All I can say without being insulting is that I cannot believe how irritable people are when other people are simply trying to do their job. Way to make someone’s life harder for no reason.

Yes I agree and that’s why I responded so, it was your post that triggered my recollections of disappointing encounters with our health providers.

And another beef is how they collected info, literally their back was turned toward the patient asking questions at us over their shoulder while typing answers into the computer. Felt like chopped liver over here.

I doubt if anyone in the UK is routinely asked about guns or feeling safe at home (unless, I suppose, there’s some reason to believe it’s relevant). There’s a difference between going to the GP for a specific reason and a regular routine check-up or medication review - I’d expect the latter to include some more general questions, though still according to circumstances (so, at my advancing age, how my balance is, whether I’ve any concerns about memory, for example).

I have noticed when going online for various things (as so much more has to, with the Covid situation) that there’s a regular series of questions about smoking, alcohol and gambling, and I assume the higher-risk answers would cause a pop-up list of advice and support resources to do something about it.

We too get complaints about doctors staring at their computer screens, but of course they’ve got to get up to speed on your history, and add to the record whatever they need to (the usual allowance here is ten minutes per appointment slot). You can see this happening sometimes in a TV series over here (“GPs Behind Closed Doors” - it’s amazing what people are willing to have shown on TV, but I suppose it’s dressed up as public health messages, even if it’s appealing to a certain voyeuristic fascination).

“Public Health”, brought to you by the people whose system has led me to order my prescription medications from outside the US so I can afford them. The people who have determined I qualify for a potentially lifesaving vaccine, then send me to a webpage that I have to check multiple times a day, repeatedly inputting the same damn information, only to be told, “tough luck, try again tomorrow”. The people who stand in the way of implementation of universal health care. Those people?

:rofl:

Many of those people share your concerns. Too much bureaucracy, too little assistance, lots of people with crazy expectations about doing their job, often very well under the circumstances.

At least we’re not socialist!

I think I was once asked about my memory…

Do you get mad at doctors if they ask how much you exercise, or if you eat enough fruit and vegetables? Do you get mad when they check your weight and blood pressure when you only went in for a gouty toe?

Doctors are expected to do basic preventive health screening. Asking if you have a gun, wear a seatbelt, or feel safe is an easy and nonintrusive way to keep your healthcare focused on simple, minor things instead of complex, life-changing things like gunshot wounds or elder abuse.

If you tolerate a finger in the bum for a prostate check, I fail to see how a gun ownership inquiry is more intrusive than that.

That’s the thing. So much time was spent updating the computer and asking about guns, that I had no exam. Nurse took my BP, and weighed me. Doctor just wrote a script for a uric acid blood test.

That’s what infuriates me. Docs (and nurses too) have to input SO much info on their PCs (or free-standing carts with laptops or iPads) that they’re not even making eye contact with the patient.

Combine that with the health care number-crunchers telling them they need to spend no more than 6 minutes 45 seconds with each patient (my assumption there), and there’s no time for anything like “Doc, I’ve got this problem, and I’m worried about these other issues, too”.

Ironically, my worst recent appointment was because I went in for a toe problem but the specialist was convinced I had GOUT and talked about it in capital letters… and had time for nothing else. (Labs came back with a sternly-worded “Patient shows not evidence of gout and bloodwork was unnecessary”)

I sometimes accompany my wife into the examination room during appointments and the doctor often asks her if she’s being abused at home. I keep my mouth shut but what’s the point of asking while I’m sitting there? My wife always looks at me before answering, which doesn’t seem suspicious at all.

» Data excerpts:

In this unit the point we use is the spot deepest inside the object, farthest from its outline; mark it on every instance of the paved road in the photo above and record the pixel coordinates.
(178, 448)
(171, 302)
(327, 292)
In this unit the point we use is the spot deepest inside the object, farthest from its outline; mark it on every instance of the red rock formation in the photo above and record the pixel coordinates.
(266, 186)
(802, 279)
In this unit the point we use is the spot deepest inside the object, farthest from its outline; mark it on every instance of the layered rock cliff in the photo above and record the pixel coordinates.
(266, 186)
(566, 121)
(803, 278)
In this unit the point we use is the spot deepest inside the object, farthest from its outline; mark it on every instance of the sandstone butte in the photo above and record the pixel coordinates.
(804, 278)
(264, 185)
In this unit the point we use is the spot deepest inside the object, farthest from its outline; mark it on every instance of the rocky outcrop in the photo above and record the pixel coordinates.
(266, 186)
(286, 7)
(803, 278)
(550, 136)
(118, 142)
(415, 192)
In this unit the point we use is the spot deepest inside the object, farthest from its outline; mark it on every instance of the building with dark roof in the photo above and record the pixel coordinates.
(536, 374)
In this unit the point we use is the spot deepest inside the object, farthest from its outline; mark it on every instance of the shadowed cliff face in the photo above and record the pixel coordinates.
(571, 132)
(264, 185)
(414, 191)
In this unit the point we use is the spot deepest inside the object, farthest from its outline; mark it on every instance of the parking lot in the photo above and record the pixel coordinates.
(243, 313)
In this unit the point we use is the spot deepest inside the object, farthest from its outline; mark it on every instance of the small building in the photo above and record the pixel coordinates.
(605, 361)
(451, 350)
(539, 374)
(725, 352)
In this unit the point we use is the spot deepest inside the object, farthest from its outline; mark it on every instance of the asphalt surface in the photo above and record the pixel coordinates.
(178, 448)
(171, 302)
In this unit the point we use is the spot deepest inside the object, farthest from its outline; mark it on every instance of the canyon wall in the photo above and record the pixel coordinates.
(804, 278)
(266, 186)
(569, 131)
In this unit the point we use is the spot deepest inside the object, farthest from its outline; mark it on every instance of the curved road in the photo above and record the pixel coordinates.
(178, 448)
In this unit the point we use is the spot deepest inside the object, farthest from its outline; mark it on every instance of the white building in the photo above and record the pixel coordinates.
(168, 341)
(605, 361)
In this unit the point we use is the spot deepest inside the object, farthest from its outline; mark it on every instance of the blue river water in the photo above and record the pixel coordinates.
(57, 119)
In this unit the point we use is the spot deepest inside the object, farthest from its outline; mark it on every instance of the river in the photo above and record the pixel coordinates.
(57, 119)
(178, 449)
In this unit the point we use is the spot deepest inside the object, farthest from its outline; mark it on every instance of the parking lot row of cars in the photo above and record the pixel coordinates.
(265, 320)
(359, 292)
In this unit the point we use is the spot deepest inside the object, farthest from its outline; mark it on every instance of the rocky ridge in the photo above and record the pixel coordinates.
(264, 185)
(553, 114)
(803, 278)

» Problem set:
A) Reproduce the part of the discussion about doctor visits from "If you tolerate" to "with the patient." word for word.
B) In the discussion about doctor visits, what is the name of the TV series mentioned?
C) In the discussion about doctor visits, which topics are said to come up in a regular series of questions when going online? Name all of them.

» Results for the exercise:
A)
If you tolerate a finger in the bum for a prostate check, I fail to see how a gun ownership inquiry is more intrusive than that.

That’s the thing. So much time was spent updating the computer and asking about guns, that I had no exam. Nurse took my BP, and weighed me. Doctor just wrote a script for a uric acid blood test.

That’s what infuriates me. Docs (and nurses too) have to input SO much info on their PCs (or free-standing carts with laptops or iPads) that they’re not even making eye contact with the patient.

B) "GPs Behind Closed Doors"

C) Smoking, alcohol, and gambling